**AIM OF THE TASK:**
Render every line of the entries below as a numbered list, skipping any blank lines. Leave the pictures out of your answer.

Contour labeling entries:

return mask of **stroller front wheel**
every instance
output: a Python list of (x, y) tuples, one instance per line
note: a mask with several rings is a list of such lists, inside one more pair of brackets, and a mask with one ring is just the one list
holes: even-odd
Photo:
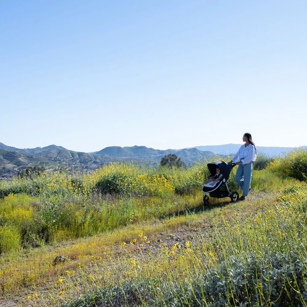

**FULL OUTPUT:**
1. return mask of **stroller front wheel**
2. every instance
3. output: a Python list of (x, y) tuples, one instance per line
4. note: a mask with several rings is a list of such lists, inside one more pair of brackets, and a mask with one ring is just the one list
5. holes: even-odd
6. Photo:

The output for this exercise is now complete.